» **Information given**
[Start of Attachment]

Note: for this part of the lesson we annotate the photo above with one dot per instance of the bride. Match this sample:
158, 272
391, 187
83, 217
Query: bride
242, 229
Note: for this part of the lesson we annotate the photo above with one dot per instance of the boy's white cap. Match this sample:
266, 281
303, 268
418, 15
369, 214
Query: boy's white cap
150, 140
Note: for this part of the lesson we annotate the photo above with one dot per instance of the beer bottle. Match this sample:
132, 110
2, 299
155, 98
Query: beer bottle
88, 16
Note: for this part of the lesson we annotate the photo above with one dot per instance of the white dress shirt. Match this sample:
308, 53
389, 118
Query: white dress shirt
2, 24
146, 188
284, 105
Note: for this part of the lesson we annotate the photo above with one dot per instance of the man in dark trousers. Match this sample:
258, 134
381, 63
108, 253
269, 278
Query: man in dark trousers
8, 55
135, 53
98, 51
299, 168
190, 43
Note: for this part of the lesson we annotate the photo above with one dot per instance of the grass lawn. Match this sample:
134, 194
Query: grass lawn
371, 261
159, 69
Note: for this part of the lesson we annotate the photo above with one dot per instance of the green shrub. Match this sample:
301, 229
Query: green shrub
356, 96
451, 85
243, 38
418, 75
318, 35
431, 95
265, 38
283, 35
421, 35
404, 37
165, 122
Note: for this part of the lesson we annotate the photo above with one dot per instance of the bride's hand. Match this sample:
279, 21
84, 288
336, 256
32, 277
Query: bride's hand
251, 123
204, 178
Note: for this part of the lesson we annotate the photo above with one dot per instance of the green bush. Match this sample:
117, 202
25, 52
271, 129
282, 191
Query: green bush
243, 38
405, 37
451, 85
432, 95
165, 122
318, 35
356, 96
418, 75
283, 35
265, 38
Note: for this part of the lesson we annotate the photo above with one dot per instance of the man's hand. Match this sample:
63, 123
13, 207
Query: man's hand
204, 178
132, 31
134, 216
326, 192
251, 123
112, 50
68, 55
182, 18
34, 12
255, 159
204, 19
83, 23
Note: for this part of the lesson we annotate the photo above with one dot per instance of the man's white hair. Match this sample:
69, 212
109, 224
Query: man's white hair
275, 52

[End of Attachment]

» **Exercise requirements**
Set down every record above, word for word.

» **Written response**
Note: for this part of the lesson we annotate the photo above with one dot per instance of the bride. Match this sample:
158, 272
391, 187
83, 217
Query: bride
242, 229
Note: for this part of the lesson we annotate the photo above with one dot per instance of the boy's white cap. Match this sample:
266, 281
303, 268
418, 15
369, 214
Query: boy's white cap
150, 140
Note: for this part of the lesson we annotate the photo above with one dot per instance of the beer bottle. Match this sample:
132, 110
2, 299
155, 98
Query: beer bottle
88, 16
Note: for this part of the lesson we annotate the photo above with one dot per instance of the white dress shirt. Match this sample:
308, 53
389, 118
Query: white dress shirt
2, 24
146, 188
284, 105
Note: for this part of the lesson we annotate the photo above with one dot per instance of the man in dark trousers. Match this sample:
258, 134
381, 63
108, 253
269, 278
Query: man in dark trousers
8, 55
135, 53
98, 51
299, 168
190, 43
Note: for this part of the lesson we annotate the photo above with one dot per instance of the grass lawn. Match this sample:
134, 194
Query: grass lawn
371, 261
159, 69
Note: for this part of the lesson we annotate the photo above with one dot per instance of the green shrub. Match this sample:
301, 229
Query: green shrub
356, 96
451, 85
243, 38
418, 75
318, 35
431, 95
265, 38
283, 35
421, 35
404, 37
165, 122
Note: for this part of the lesson we annotate the photo above with one dot per instance of the bride's hand. Match this sample:
279, 21
84, 288
336, 256
32, 277
Query: bride's hand
251, 123
204, 178
Note: for this part of the lesson we annotate the photo above with one dot per instance of the green bush. Match this sample:
117, 202
25, 52
271, 129
282, 191
Query: green bush
243, 38
405, 37
451, 85
432, 95
165, 122
318, 35
356, 96
418, 75
283, 35
265, 38
Note: for this part of the lesson we annotate the photo above with one dot per instance of the man's hand. Match this sample:
63, 123
13, 207
Query: man's hand
204, 178
132, 31
134, 216
326, 192
251, 123
112, 50
68, 55
182, 18
34, 12
255, 159
204, 19
83, 23
Note: for this part of the lesson we annotate the photo above with one dot per instance of the man's white hair. Match this sample:
69, 212
109, 224
Query: man's white hair
275, 52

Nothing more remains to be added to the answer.